■ Exercise tasks:
A – Read the text on the geology of Rwanda below and decide whether each statement agrees with it: (i) the Burundian Supergroup metasediments are mostly quartzites, sandstones, and shales; (ii) the Neogene volcanics lie in eastern Rwanda; (iii) the Kibaran Belt contains three types of granite. Answer yes or no for each and quote the words from the text that settle it.
B – Write what comes next in the text on the geology of Rwanda below, starting right after its last sentence.

■ Selected text:
---

The geology of Rwanda comprises Mesoproterozoic metasediments, largely quartzites, sandstones, and shales of the Burundian Supergroup which are locally intruded by granite. There are four types of granite in the Kibaran Belt. In eastern Rwanda are the “older granites” along with granitic-gneisses and migmatites of Palaeoproterozoic age.  In the northwest and southwest are Neogene volcanics, ranging in age from Cenozoic to recent. Some of the volcanoes in the area are highly alkaline. Alluvium and lake sediments of Quaternary age occur in parts of the Western Rift and along rivers and lakes.

Geohazards 

Toxic gas emitted from the Virunga volcanoes have been noted.

---

■ Source material:
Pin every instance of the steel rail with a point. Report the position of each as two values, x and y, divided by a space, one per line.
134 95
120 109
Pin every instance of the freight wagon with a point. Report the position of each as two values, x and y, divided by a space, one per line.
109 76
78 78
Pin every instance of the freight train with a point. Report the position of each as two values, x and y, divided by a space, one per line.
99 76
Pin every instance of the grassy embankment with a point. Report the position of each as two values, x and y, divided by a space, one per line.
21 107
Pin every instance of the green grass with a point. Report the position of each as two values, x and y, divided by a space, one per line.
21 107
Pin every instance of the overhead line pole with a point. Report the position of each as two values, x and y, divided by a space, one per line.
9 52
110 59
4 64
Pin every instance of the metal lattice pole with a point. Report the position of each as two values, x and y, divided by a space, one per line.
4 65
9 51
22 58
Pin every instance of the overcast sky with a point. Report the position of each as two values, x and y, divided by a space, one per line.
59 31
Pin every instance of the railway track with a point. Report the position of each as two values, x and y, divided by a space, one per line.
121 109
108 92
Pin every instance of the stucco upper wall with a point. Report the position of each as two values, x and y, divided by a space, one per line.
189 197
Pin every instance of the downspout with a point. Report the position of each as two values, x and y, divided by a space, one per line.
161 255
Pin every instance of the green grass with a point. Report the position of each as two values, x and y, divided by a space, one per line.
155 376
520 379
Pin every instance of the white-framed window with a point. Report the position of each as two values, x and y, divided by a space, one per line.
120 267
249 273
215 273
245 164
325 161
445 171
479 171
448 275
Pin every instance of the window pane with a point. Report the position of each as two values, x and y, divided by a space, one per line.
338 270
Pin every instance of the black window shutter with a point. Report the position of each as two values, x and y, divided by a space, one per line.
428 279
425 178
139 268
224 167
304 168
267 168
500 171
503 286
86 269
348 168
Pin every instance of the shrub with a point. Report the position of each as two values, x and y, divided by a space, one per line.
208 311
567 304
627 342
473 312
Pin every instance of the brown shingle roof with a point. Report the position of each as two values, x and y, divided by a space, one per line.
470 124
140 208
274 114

---

■ Solved tasks:
A –
(i) Yes: "largely quartzites, sandstones, and shales of the Burundian Supergroup"
(ii) No: "In the northwest and southwest are Neogene volcanics"
(iii) No: "There are four types of granite in the Kibaran Belt."

B –
Economic geology
A significant portion of Rwanda's economy is based on mineral extraction. Rwanda is the foremost producer of tungsten in Africa, producing 70% of Africa's total output. Rwanda is Africa's second highest producer of tin and coltan, accounting for 20%  and 30% of the country's output, respectively. Rwanda also produces 9% of the world's tantalum. Rwanda produces gemstones. Even though a substantial portion of the country's economy is based on mineral extraction, Rwanda has in the past shut down mineral extraction due to environmental concerns.

Prior to 2006, natural gas was extracted from Lake Kivu. A disagreement between the oil company and the Government of Rwanda has suspended operations. In this region, reserves of helium rich methane is estimated to be 56.65 billion m3. Although petroleum extraction occurs in the country, it imports more than it exports.